# Objective:
Count how many lines in the records below contain the string "dirt", matching case exactly, and reply with that number alone.

# Given entries:
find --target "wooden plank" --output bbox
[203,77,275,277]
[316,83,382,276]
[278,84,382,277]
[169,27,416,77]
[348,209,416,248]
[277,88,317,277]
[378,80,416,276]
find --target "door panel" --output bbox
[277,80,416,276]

---

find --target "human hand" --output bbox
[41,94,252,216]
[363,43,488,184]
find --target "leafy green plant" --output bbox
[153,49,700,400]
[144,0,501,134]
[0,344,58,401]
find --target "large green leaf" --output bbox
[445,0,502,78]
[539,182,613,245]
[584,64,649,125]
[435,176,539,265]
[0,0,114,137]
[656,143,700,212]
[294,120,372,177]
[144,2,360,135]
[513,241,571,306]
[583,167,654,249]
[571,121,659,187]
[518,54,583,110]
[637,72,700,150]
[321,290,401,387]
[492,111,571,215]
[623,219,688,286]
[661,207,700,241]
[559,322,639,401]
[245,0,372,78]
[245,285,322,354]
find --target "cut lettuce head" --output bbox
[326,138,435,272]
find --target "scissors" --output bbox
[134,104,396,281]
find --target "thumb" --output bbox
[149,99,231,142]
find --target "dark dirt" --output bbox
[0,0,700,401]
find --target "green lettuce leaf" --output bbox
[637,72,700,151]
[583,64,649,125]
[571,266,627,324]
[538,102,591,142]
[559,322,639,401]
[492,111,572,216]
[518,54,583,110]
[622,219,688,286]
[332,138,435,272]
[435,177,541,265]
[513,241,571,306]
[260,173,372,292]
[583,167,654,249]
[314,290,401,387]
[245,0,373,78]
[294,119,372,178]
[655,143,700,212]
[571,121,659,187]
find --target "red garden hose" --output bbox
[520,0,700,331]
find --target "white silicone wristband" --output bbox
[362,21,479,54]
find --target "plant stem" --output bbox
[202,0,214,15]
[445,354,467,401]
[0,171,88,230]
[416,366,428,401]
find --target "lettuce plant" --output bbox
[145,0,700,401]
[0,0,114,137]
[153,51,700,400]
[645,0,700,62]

---

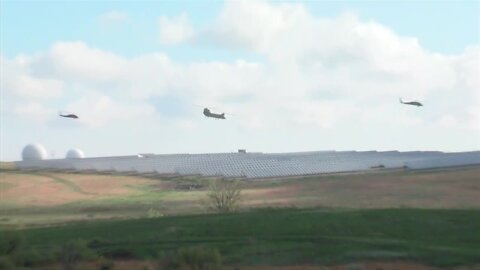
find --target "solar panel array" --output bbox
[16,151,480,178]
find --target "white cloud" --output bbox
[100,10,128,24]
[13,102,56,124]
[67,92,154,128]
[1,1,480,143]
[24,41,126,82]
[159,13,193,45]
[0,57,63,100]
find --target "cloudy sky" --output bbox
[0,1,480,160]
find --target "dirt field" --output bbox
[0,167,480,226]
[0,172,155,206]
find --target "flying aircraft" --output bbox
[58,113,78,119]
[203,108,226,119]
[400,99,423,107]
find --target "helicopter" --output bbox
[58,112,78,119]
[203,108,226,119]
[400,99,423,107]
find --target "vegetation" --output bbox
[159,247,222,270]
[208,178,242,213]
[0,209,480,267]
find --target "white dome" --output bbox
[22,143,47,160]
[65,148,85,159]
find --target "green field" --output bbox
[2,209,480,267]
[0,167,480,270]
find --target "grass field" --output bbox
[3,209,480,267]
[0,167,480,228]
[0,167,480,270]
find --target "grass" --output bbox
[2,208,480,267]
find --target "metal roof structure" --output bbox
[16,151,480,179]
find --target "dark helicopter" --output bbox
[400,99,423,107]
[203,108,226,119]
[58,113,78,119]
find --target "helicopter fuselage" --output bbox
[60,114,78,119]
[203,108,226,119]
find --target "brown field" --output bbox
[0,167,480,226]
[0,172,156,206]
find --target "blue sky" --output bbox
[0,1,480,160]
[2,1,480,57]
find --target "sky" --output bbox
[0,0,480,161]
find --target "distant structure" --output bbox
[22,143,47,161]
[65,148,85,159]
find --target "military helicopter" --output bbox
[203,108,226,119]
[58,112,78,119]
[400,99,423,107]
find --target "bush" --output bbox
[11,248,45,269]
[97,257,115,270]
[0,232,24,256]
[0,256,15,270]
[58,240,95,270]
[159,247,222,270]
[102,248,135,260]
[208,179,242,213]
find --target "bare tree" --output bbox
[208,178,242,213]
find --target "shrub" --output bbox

# Worked answer:
2